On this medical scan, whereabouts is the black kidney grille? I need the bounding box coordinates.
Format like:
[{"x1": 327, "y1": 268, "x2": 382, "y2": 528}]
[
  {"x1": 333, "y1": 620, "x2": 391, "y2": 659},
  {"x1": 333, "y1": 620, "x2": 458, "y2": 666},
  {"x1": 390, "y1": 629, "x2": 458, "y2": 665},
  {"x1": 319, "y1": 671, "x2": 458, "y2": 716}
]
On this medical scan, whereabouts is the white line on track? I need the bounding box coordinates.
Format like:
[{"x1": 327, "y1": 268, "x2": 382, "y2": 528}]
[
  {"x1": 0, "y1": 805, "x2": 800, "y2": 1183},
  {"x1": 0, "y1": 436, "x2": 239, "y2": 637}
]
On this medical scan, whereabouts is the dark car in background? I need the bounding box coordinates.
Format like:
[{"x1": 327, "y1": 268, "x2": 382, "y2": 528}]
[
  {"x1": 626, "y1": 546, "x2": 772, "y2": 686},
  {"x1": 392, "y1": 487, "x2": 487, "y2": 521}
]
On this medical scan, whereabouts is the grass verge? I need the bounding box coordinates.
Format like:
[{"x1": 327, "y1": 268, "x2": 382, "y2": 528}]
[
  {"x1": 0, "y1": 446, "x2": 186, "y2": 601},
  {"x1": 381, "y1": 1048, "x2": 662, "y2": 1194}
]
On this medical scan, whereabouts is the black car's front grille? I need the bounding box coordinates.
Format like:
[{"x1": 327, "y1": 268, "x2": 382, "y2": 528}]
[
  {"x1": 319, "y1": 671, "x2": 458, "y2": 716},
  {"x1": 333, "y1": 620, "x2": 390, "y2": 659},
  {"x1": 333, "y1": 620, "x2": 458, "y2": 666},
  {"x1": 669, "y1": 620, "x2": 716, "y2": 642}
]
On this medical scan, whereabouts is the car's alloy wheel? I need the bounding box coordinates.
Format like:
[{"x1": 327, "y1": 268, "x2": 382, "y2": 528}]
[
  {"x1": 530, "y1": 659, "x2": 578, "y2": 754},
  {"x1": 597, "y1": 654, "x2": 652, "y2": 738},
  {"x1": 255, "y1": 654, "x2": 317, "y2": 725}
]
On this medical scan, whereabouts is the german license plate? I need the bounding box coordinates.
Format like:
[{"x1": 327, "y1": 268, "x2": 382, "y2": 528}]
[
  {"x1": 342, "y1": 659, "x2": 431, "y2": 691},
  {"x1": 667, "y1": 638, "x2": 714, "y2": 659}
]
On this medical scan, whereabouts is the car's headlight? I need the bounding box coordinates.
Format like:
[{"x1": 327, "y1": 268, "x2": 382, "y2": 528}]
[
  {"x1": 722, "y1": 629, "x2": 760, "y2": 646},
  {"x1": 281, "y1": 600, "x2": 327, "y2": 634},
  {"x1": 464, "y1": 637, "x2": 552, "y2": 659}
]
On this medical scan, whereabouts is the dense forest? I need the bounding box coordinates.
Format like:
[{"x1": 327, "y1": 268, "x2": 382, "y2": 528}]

- - - - -

### What this task involves
Pull out every line of the entries above that contains the word "need", treating uppercase and lowercase as different.

### Response
On this medical scan, whereabouts is the black kidney grille? I need the bounding box coordinates.
On this medical scan, whereabouts is the white line on track? I need the bounding box coordinates.
On this medical scan, whereabouts is the dark car in background? I need the bounding box coordinates.
On this medical scan, whereabouts is the grass verge? I need the bounding box coordinates.
On this medical scan, whereabouts is the black car's front grille? I need the bounding box coordinates.
On this medical scan, whereabouts is the car's alloy wheel? I need the bounding box coordinates.
On this medical scan, whereabouts is the german license plate? I need the bounding box coordinates.
On this medical scan, whereabouts is the car's headlight? I need the bounding box coordinates.
On this medical scan, whereabouts is the dense forest? I need the bounding box coordinates.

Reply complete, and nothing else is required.